• [Short exercise a]: In the entries below, swap "Place a point" for "Put a marker" in the part that opens with the line containing "Can you spot the still" and closes with the line containing "[[444, 759], [390, 687]]". Give back only those lines, with nothing else changed.

• [Text block]:
┄┄┄┄┄┄┄┄┄┄
Copycat Lofthouse Cookies

Cookies
March 12, 2021
Cookies
March 12, 2021

Copycat Lofthouse Cookies

  • Prep time: 15 min
  • Cook time: 12 min
  • Total time: 30 min

These copycat lofthouse cookies taste exactly like the super soft, melt in your mouth sugar cookies from the grocery store. Get all that nostalgic soft sugar cookie-y goodness right at home without all the preservatives! 

Share
  1. Blog
  2. /
  3. Desserts
  4. /
  5. Cookies
  6. /
  7. Copycat Lofthouse Cookies

Copycat Lofthouse Cookies

These copycat lofthouse cookies taste exactly like the super soft, melt in your mouth sugar cookies from the grocery store. Get all that nostalgic soft sugar cookie-y goodness right at home without all the preservatives!

copycat lofthouse cookies

Super soft copycat Lofthouse cookies

While I love a good homemade baked good, I do have a soft spot for a select few store bought sweets. Like I know that we have gourmet browned butter chocolate chip cookies at home, but every so often I get a real hankering for the queen of all grocery store cookies: Lofthouse sugar cookies. You know the ones. They’re impossibly soft, super sweet, and they sort of stick to the roof of your mouth in the best way with every bite. There’s a different color for every major holiday (christmas, valentine’s day, halloween…they truly come in ever color) and their number one ingredients is sugar.
┄┄┄┄┄┄┄┄┄┄
• [Excerpted data]:
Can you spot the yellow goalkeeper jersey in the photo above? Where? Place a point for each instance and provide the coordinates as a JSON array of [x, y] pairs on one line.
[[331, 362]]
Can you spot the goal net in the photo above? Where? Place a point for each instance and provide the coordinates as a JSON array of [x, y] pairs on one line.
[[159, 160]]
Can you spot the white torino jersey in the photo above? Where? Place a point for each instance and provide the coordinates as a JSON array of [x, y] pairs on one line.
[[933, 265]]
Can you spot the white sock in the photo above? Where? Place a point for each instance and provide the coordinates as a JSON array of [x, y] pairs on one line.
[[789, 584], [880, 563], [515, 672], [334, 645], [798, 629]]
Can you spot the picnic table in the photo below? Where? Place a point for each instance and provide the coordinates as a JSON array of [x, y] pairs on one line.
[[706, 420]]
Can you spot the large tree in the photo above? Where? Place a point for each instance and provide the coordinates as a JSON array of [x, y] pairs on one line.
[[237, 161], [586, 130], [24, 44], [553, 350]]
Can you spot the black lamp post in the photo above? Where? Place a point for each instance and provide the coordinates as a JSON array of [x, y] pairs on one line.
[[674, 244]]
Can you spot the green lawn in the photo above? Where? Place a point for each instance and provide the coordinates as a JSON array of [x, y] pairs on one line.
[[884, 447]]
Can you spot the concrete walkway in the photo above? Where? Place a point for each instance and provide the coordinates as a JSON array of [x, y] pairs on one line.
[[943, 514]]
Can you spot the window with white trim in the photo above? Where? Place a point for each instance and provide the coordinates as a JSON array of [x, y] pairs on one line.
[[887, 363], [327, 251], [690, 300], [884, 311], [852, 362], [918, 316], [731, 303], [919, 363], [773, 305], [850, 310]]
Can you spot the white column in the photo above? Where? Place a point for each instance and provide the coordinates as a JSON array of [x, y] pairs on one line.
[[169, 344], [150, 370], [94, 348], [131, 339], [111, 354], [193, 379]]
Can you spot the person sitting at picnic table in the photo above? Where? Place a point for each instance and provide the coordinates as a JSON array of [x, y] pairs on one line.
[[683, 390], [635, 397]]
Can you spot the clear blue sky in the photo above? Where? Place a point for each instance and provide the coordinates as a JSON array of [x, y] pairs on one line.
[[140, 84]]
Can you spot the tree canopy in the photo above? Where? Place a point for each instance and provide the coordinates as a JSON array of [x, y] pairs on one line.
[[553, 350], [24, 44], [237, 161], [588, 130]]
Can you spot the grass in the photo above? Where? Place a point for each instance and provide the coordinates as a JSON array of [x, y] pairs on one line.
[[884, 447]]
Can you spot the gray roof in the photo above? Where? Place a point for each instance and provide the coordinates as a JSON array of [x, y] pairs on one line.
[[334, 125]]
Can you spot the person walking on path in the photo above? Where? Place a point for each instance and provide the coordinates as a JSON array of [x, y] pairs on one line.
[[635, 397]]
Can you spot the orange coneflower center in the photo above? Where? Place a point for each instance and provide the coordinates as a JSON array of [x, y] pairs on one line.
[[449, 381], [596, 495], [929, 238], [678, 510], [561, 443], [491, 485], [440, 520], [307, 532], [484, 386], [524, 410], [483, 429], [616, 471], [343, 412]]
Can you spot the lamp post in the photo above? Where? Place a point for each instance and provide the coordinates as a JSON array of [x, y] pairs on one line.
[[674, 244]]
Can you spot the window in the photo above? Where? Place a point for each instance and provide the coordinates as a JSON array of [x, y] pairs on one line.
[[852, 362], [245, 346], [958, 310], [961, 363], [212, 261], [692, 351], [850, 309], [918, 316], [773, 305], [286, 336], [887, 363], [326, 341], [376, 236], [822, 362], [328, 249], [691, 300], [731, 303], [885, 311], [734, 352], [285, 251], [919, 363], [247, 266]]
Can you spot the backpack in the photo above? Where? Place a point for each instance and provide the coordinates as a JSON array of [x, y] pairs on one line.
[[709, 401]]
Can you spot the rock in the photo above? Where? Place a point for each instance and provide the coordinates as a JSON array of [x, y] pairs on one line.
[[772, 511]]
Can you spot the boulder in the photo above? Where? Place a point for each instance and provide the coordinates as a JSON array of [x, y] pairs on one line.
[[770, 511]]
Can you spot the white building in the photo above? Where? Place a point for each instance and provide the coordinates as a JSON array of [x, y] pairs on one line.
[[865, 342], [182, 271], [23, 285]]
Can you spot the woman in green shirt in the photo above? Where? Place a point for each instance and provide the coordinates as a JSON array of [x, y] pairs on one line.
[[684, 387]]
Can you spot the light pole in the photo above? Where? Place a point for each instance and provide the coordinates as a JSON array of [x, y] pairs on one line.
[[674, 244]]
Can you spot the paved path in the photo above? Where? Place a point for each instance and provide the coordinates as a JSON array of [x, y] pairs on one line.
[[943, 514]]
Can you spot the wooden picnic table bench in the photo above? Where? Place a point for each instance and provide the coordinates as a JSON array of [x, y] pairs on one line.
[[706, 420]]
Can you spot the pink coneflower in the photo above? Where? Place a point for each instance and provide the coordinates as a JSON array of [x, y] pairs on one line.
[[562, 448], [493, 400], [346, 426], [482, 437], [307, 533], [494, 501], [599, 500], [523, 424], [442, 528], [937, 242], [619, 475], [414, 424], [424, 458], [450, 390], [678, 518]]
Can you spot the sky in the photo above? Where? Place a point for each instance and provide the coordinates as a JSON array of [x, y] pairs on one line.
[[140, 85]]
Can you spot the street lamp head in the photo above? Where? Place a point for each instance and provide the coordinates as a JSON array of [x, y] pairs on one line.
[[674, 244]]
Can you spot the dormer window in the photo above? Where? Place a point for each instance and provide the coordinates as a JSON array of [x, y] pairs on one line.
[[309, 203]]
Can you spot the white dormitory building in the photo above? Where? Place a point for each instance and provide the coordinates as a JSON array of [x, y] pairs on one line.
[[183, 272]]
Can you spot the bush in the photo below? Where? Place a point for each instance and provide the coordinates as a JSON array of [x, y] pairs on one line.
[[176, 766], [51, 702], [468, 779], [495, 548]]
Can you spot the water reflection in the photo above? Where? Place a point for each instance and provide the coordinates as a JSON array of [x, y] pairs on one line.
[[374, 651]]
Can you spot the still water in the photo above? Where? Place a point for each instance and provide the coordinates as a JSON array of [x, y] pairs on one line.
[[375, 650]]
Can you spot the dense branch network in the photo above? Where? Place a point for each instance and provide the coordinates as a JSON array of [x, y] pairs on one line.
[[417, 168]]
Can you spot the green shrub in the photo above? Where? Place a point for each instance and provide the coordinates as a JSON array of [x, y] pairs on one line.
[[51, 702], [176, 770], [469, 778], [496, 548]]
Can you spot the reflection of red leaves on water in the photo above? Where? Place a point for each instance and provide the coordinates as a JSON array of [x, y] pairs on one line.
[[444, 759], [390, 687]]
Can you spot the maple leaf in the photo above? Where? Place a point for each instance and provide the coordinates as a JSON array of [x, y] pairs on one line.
┄┄┄┄┄┄┄┄┄┄
• [Short exercise b]: Reproduce word for word the part of the Lofthouse cookies page that opens with the words containing "Super soft copycat" and closes with "ingredients is sugar.".

• [Full answer a]:
Can you spot the still water in the photo above? Where? Put a marker for each instance and provide the coordinates as a JSON array of [x, y] pairs on one line.
[[375, 650]]
Can you spot the dense branch network in the photo above? Where? Put a marker for each instance and provide the coordinates as a JSON array of [x, y] pairs on one line.
[[417, 168]]
Can you spot the green shrub in the photo above? Where? Put a marker for each instance and provide the coordinates as a JSON array of [x, y] pairs on one line.
[[51, 702], [176, 770], [469, 778], [496, 548]]
Can you spot the reflection of red leaves on water in the photo above? Where? Put a marker for each instance and provide the coordinates as a JSON array of [x, y] pairs on one line.
[[444, 759], [390, 687]]

• [Full answer b]:
Super soft copycat Lofthouse cookies

While I love a good homemade baked good, I do have a soft spot for a select few store bought sweets. Like I know that we have gourmet browned butter chocolate chip cookies at home, but every so often I get a real hankering for the queen of all grocery store cookies: Lofthouse sugar cookies. You know the ones. They’re impossibly soft, super sweet, and they sort of stick to the roof of your mouth in the best way with every bite. There’s a different color for every major holiday (christmas, valentine’s day, halloween…they truly come in ever color) and their number one ingredients is sugar.